[What is asked]: Convert every line of the listing below into a Markdown table with the columns "Row" and "Text", numbering the rows and skipping blank lines. Leave the pictures out of the table.

[Source records]:
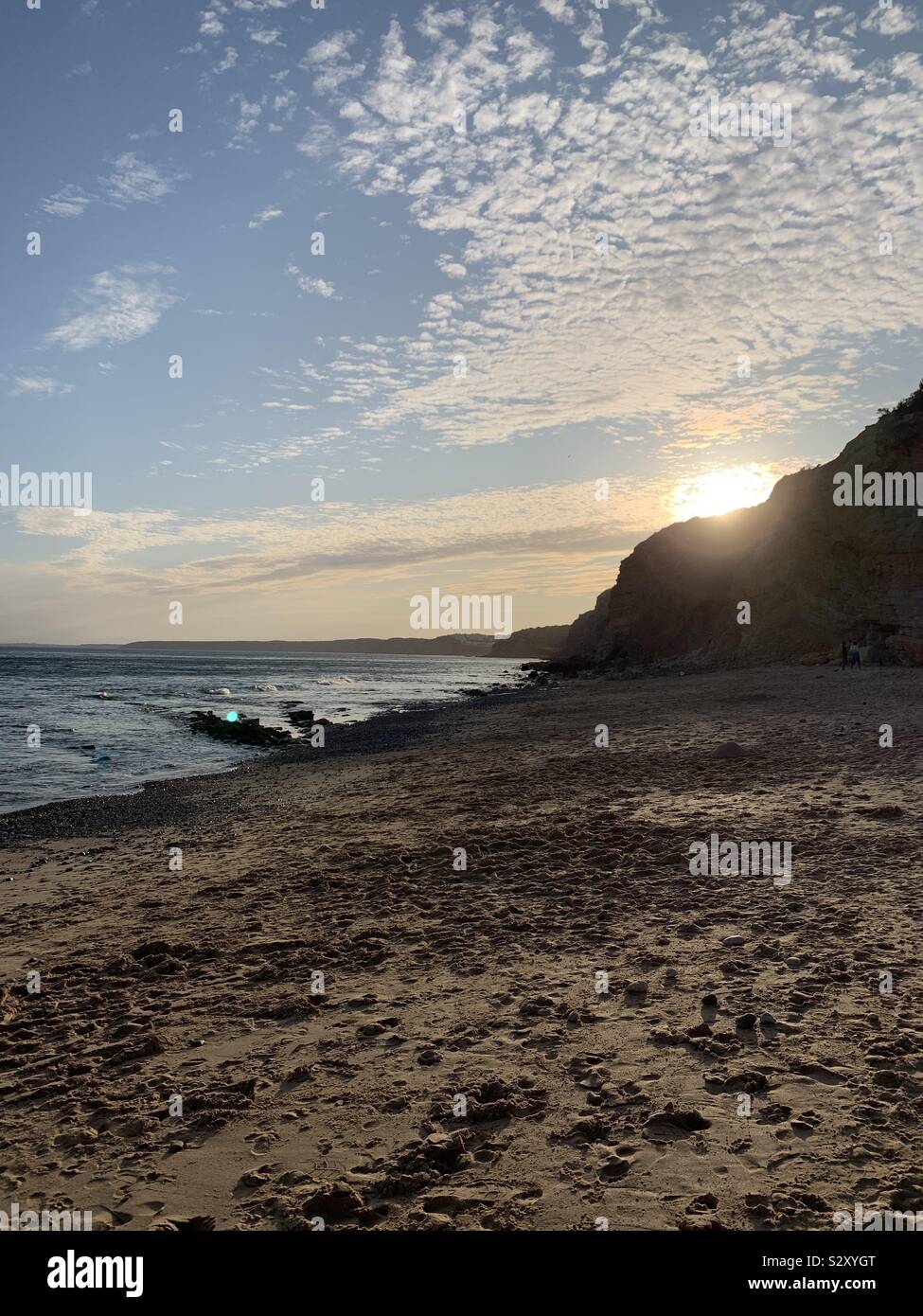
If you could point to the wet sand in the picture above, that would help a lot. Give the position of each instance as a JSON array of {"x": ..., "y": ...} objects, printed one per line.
[{"x": 460, "y": 1069}]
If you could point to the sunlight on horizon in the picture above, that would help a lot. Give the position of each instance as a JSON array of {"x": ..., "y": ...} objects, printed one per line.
[{"x": 720, "y": 491}]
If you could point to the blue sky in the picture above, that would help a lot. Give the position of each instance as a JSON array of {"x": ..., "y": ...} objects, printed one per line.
[{"x": 468, "y": 357}]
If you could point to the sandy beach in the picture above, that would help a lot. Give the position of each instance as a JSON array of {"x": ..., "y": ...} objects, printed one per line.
[{"x": 461, "y": 1067}]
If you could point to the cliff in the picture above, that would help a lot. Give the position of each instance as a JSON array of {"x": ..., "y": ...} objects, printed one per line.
[
  {"x": 531, "y": 643},
  {"x": 811, "y": 571}
]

[Exercise solution]:
| Row | Text |
|---|---|
| 1 | If you could point to the wet sand in the picture above, that would help a lot. Give the position of each instance as a JSON array of {"x": ..., "y": ...} objects, printed one per line. |
| 2 | [{"x": 460, "y": 1069}] |
| 3 | If you could point to the sunlight on horizon in the picture above, that would help a lot. Give the position of each instance as a JSON array of {"x": ..., "y": ...} objects, printed one per line. |
| 4 | [{"x": 720, "y": 491}] |
| 5 | If you could point to the blue sky in the picture above, that would help a lot. Give the position of each instance as a JSON array of {"x": ..., "y": ...} objects, printed one per line. |
| 6 | [{"x": 468, "y": 357}] |
| 7 | If you could point to the sandy beach in the picture above, that would help a lot. Give the position of each instance as a JSON array of {"x": ..., "y": ...} objects, printed one per line. |
| 8 | [{"x": 461, "y": 1067}] |
| 9 | If you could point to the cliff in the picture above, that would help a lot. Give the position of each instance as a JSON array of {"x": ..., "y": ...} objects, printed one per line. |
| 10 | [ |
| 11 |   {"x": 531, "y": 643}, |
| 12 |   {"x": 811, "y": 571} |
| 13 | ] |